**Provided passage:**
Cmpanalyzer

The aim of this project is to create a data analysis and compression application. It is the challenge for the admission process to 42 Labs, from 42 São Paulo.

You can see the challenge proposal here and the board project used for planning here.

The project was developed in Linux OS. You can see the instructions to run it here

Concepts
Conceitual planning
Flowchart
How to run the cmpanalyzer
Conclusion
Sources used in the development of this program

1. Concepts

In order to do this project I had to learn some new concepts:

Encoding and decoding
Data Compression
Huffman Coding
Use of shared memory between programs

1. Encoding and decoding

In computers, encoding is the process of putting a sequence of characters into a specialized format for efficient transmission or storage.

Decoding is the opposite process: the conversion of an encoded format back into the original sequence of characters.

PS: these terms should not be confused with encryption and decryption, which focus on hiding and securing data. (We can encrypt data without changing the code or encode data without deliberately hiding the content.)

2. Data compression

Data compression is the process of encoding information using fewer bits than the original representation.

For example, each character from ASCII table is represented by 8 bits, or 1 byte - a sequence of zeros and ones. So a text (a sequence of characters) is also a big sequence of zeros and ones. The text compression aims to reduce this amount of zeros and ones, so that you need less bits to store the same information.

Compression reduces the resources required to store and transmit data (which implies in gaining performance, decreasing the time of the transmissions).

A device that performs data compression is an encoder, and one that performs the reversal of the process (decompression) is a decoder.

**Requirement A:**
Update the Cmpanalyzer page from "PS: these terms" up to and including "hiding the content.)", putting "protecting" in place of "securing".
**Requirement B:**
For each statement, say whether the Cmpanalyzer page supports it, and quote the words that decide: (i) The project was developed in Linux OS. (ii) Each character from the ASCII table is represented by 16 bits. (iii) A device that performs decompression is an encoder.
The entries that follow come from a different source than the Cmpanalyzer page.

(Stored items)
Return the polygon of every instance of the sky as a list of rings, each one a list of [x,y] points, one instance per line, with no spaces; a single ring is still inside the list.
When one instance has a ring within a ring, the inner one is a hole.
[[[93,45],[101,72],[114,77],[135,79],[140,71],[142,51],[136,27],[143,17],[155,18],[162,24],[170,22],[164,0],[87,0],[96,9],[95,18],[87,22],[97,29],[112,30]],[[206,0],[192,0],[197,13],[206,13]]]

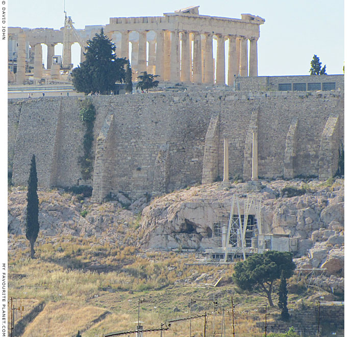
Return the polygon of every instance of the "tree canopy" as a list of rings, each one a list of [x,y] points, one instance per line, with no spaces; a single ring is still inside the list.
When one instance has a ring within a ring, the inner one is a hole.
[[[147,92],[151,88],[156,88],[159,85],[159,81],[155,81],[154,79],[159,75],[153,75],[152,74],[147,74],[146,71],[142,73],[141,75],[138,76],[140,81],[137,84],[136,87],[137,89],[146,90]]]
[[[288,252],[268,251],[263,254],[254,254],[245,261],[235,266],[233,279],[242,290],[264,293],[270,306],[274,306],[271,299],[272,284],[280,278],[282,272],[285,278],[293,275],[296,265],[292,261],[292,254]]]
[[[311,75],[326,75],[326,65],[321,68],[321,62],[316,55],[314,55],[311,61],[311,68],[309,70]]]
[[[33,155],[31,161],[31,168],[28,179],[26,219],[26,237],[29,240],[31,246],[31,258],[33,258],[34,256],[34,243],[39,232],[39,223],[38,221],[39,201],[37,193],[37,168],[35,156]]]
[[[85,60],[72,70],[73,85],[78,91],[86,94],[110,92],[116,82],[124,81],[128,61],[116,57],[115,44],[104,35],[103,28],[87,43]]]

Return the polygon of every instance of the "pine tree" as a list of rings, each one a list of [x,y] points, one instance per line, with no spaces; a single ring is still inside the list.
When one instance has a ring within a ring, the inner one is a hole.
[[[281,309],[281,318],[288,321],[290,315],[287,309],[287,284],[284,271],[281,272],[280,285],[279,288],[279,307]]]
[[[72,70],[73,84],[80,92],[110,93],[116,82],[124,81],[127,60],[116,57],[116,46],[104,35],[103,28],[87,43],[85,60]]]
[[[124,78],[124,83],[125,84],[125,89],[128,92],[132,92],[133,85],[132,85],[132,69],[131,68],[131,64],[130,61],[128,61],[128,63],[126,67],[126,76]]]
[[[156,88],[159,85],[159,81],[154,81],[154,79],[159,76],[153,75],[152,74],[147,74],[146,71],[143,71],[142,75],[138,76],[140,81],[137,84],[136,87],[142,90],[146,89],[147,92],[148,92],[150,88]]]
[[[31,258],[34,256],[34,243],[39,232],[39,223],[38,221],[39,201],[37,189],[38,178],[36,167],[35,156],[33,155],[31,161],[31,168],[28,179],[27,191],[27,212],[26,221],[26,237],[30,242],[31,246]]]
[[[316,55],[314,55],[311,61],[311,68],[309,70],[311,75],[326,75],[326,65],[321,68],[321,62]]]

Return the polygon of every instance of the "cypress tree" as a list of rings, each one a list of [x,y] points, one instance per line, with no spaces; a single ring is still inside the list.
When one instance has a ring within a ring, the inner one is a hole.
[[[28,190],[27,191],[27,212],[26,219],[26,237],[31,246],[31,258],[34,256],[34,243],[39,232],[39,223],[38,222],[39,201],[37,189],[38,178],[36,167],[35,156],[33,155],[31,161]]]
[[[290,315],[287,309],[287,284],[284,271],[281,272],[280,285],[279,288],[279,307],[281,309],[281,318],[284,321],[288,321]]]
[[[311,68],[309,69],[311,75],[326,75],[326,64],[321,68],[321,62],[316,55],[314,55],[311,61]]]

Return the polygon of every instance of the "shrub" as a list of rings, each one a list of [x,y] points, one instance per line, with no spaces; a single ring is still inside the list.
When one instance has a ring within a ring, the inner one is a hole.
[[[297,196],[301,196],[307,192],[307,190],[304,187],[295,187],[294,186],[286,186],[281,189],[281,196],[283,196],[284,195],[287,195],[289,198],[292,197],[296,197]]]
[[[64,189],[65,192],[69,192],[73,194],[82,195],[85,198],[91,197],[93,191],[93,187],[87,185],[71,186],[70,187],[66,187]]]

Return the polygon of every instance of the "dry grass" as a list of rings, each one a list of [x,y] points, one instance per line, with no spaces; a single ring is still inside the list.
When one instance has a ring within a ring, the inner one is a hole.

* * *

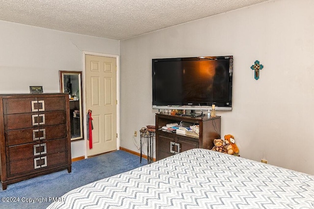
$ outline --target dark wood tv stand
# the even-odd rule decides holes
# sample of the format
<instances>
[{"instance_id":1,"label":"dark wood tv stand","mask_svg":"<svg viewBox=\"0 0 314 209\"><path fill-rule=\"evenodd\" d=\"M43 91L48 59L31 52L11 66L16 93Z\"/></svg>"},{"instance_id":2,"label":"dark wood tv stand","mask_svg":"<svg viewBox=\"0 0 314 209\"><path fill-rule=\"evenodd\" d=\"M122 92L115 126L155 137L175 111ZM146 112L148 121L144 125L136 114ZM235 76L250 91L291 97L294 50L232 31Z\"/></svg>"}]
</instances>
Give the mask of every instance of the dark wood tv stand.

**Problem solution A:**
PS: these terms should not be confused with encryption and decryption, which focus on hiding and protecting data. (We can encrypt data without changing the code or encode data without deliberately hiding the content.)

**Problem solution B:**
(i) Yes: "The project was developed in Linux OS."
(ii) No: "each character from ASCII table is represented by 8 bits, or 1 byte"
(iii) No: "one that performs the reversal of the process (decompression) is a decoder."